STORED RECORDS:

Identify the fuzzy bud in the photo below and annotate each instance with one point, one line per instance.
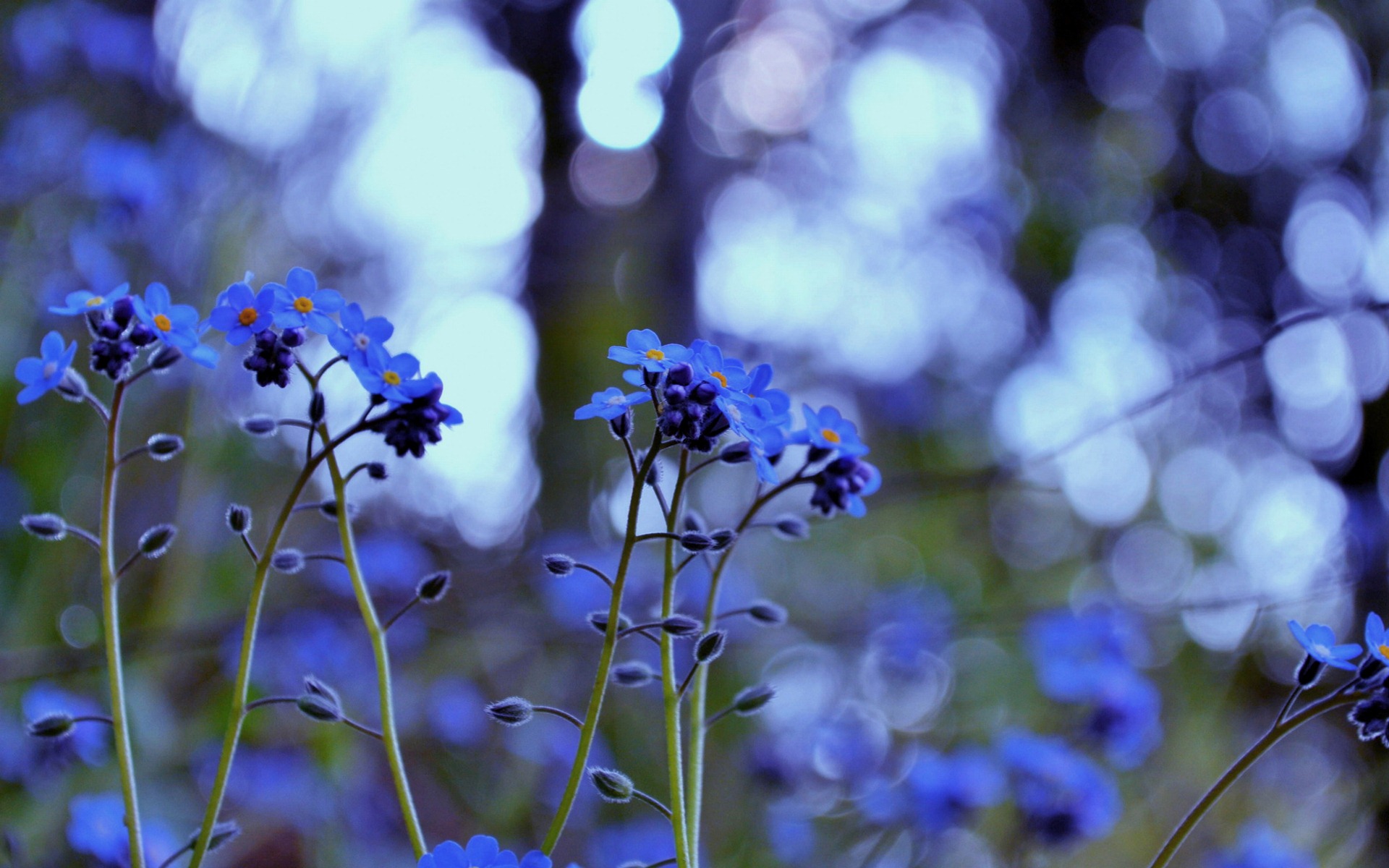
(166, 359)
(611, 785)
(558, 564)
(239, 519)
(288, 561)
(260, 425)
(710, 646)
(53, 726)
(157, 540)
(792, 527)
(681, 626)
(164, 446)
(434, 587)
(767, 613)
(694, 540)
(46, 525)
(752, 700)
(511, 712)
(632, 674)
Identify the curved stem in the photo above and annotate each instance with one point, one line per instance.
(699, 692)
(389, 735)
(590, 717)
(674, 756)
(110, 613)
(1259, 749)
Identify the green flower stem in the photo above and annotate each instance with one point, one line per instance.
(1260, 747)
(110, 614)
(590, 717)
(389, 735)
(699, 692)
(674, 759)
(241, 688)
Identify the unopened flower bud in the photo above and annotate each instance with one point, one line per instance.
(681, 625)
(46, 525)
(288, 561)
(767, 613)
(53, 726)
(694, 540)
(239, 519)
(792, 527)
(558, 564)
(511, 712)
(434, 587)
(157, 540)
(164, 446)
(632, 674)
(611, 785)
(710, 646)
(260, 425)
(752, 700)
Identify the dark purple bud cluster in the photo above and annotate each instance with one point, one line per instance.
(117, 339)
(688, 412)
(273, 356)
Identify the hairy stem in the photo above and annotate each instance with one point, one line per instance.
(111, 617)
(674, 759)
(590, 717)
(1260, 747)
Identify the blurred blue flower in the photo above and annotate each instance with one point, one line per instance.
(1260, 846)
(359, 333)
(1320, 643)
(41, 374)
(380, 373)
(483, 851)
(242, 312)
(645, 349)
(610, 403)
(1063, 795)
(300, 303)
(828, 430)
(85, 302)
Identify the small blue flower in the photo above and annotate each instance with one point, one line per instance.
(610, 403)
(483, 851)
(242, 312)
(357, 332)
(1320, 643)
(828, 430)
(1375, 639)
(84, 302)
(174, 324)
(300, 303)
(386, 375)
(43, 373)
(645, 349)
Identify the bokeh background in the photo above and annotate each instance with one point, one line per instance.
(1037, 249)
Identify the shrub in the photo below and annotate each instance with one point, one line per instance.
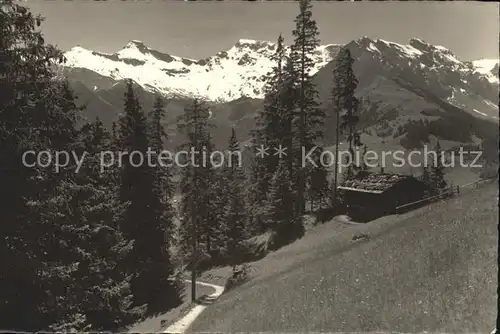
(241, 275)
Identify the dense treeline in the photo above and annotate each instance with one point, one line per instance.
(86, 248)
(80, 248)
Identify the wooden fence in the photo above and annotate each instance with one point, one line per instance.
(449, 192)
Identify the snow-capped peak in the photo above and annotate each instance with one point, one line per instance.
(239, 70)
(487, 67)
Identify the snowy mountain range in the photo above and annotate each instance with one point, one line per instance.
(238, 72)
(400, 86)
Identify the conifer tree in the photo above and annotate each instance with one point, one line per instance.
(437, 171)
(235, 216)
(280, 217)
(32, 117)
(309, 118)
(146, 220)
(344, 104)
(194, 185)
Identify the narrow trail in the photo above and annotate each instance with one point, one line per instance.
(183, 324)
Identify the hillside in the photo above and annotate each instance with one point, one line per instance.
(327, 282)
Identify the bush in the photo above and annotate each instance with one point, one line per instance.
(285, 234)
(240, 275)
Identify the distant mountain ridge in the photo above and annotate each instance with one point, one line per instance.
(409, 93)
(238, 72)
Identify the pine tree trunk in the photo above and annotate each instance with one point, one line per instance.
(335, 173)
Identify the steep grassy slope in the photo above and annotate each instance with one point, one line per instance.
(433, 269)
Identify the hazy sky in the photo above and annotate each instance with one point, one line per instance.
(201, 29)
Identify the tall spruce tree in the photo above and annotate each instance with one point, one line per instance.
(309, 118)
(33, 116)
(194, 185)
(235, 215)
(146, 220)
(280, 217)
(345, 104)
(437, 171)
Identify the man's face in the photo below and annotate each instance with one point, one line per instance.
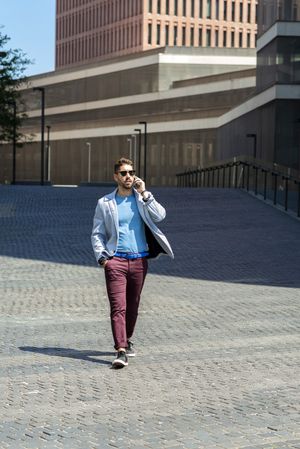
(125, 177)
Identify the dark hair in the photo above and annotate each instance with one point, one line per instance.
(122, 161)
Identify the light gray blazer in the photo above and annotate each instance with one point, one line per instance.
(105, 231)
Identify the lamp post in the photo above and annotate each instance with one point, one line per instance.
(145, 148)
(48, 170)
(253, 136)
(140, 144)
(129, 140)
(14, 105)
(42, 90)
(133, 136)
(89, 145)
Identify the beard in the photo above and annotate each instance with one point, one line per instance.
(127, 184)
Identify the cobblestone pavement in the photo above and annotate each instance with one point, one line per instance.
(217, 337)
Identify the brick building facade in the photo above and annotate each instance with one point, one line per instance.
(88, 31)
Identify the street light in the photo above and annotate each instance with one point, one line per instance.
(42, 90)
(89, 145)
(133, 136)
(48, 153)
(140, 144)
(130, 147)
(145, 148)
(253, 136)
(14, 105)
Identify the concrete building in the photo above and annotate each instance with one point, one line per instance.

PROBLEM STATEMENT:
Each line of the data should be quoted exactly, with pictures left out.

COMPLETE ANSWER:
Identify the fuzzy bud in the photo below and annotate each instance with one point, one line per instance.
(166, 359)
(611, 785)
(558, 564)
(239, 519)
(288, 561)
(260, 425)
(710, 646)
(53, 726)
(157, 540)
(792, 527)
(681, 626)
(164, 446)
(434, 587)
(767, 613)
(694, 540)
(46, 525)
(752, 700)
(511, 712)
(632, 674)
Identify the curved stem in the photo above and annotate each instance with one point, one line per instance.
(699, 692)
(389, 735)
(590, 717)
(674, 756)
(110, 613)
(1259, 749)
Identify the green flower stem in the photo above and annotate each instance with one point, one line per instance.
(1260, 747)
(110, 614)
(590, 717)
(389, 735)
(699, 692)
(674, 759)
(241, 688)
Identify the unopened flower bud in the photo above and annotate each instance with one point, one line per instance.
(681, 625)
(46, 525)
(288, 561)
(767, 613)
(53, 726)
(694, 540)
(239, 519)
(792, 527)
(558, 564)
(511, 712)
(434, 587)
(157, 540)
(164, 446)
(632, 674)
(611, 785)
(710, 646)
(260, 425)
(752, 700)
Identify the dark purple bud cluster in the photo above and annotate each instance with one point, one line per instance.
(117, 339)
(688, 412)
(273, 356)
Identify the hairy stem in the photo above and annotate each instance with one point, one line per instance.
(111, 617)
(674, 759)
(590, 717)
(1260, 747)
Identify the blurred blue flower in the photo above and annotate each instance with one point, one line per instance.
(1260, 846)
(359, 333)
(1320, 643)
(41, 374)
(380, 373)
(483, 851)
(242, 312)
(645, 349)
(610, 403)
(1063, 795)
(300, 303)
(828, 430)
(85, 302)
Identify the small blue flower in the photo above and annotate each instance with one point, one line per instance.
(610, 403)
(483, 851)
(242, 312)
(357, 332)
(1320, 643)
(828, 430)
(1375, 639)
(84, 302)
(174, 324)
(300, 303)
(386, 375)
(43, 373)
(645, 349)
Identify the bokeh background in the photo above and annotate each instance with one point, one line per instance.
(1037, 249)
Identify the shrub in the photo below and annotate each instance with one point, one line per instance.
(241, 275)
Identify the dense treeline in the photo above and annotate each instance with one point, one line per instance.
(86, 248)
(80, 248)
Identify the wooden fence in the photo above and annotate each instance with one point, one line per instance.
(449, 192)
Identify the snow-capped peak in the photo above and annotate each instance with one point, one line per instance.
(239, 70)
(487, 67)
Identify the snowy mountain range in the photo above and annotate each instance with one point, one line per instance.
(238, 72)
(400, 86)
Identify the conifer tree in the photo above and annotate each instance with one point, one line per instance.
(437, 171)
(235, 216)
(280, 217)
(32, 117)
(309, 118)
(146, 220)
(344, 104)
(194, 185)
Identify the narrow trail in the photo above and annotate each instance with one point, one line per instance.
(183, 324)
Identify the hillside in the photo above and annotate each instance with one point, one line per instance.
(327, 282)
Identify the bush in the photo above and annotate each instance with one point, one line per instance.
(285, 234)
(240, 275)
Identify the distant mountain ridge in the photo above and annotate each instance with one point, one line per instance.
(409, 93)
(238, 72)
Identify the pine tree trunk in the photo above and annotate each instance with one point, one line per instance.
(335, 173)
Identify the steep grassy slope in the photo above and annotate each instance with one point, one line per instance.
(433, 269)
Identify the hazy sky in the photo above and annotate each instance with one point, one line per instance.
(201, 29)
Identify the tall spruce tree in the photo above and annotate each instance with one point, one line per instance.
(309, 118)
(33, 116)
(194, 185)
(235, 215)
(146, 220)
(280, 217)
(345, 104)
(437, 171)
Identify the man's face in the photo below and annotate each instance with one point, one line per instance.
(125, 177)
Identify the dark hair in the photo above and annotate each instance with one point, one line per instance.
(122, 161)
Identify the light gray blazer in the photo above and annotate each instance with one point, one line per instance.
(105, 231)
Identify the lamp post in the photo above and annotate each instance with one point, one line per instance.
(145, 148)
(48, 170)
(253, 136)
(140, 144)
(129, 140)
(14, 105)
(42, 90)
(133, 136)
(89, 145)
Identify the beard in the photo above and annotate each instance with one point, one line per instance.
(127, 184)
Identify the cobblestone pavement in the photo above and annotate each instance with one point, one line per instance.
(217, 337)
Identify the brick building facade in the photo above and annotate each instance with one point, one line per instance.
(88, 31)
Identify the street light in the photo above and annotate each instance with one point, one line per instance.
(42, 90)
(89, 145)
(133, 136)
(48, 153)
(140, 144)
(130, 147)
(145, 148)
(253, 136)
(14, 105)
Identify the concrete building in the photo above and annotate each instance with one point, one line per instance.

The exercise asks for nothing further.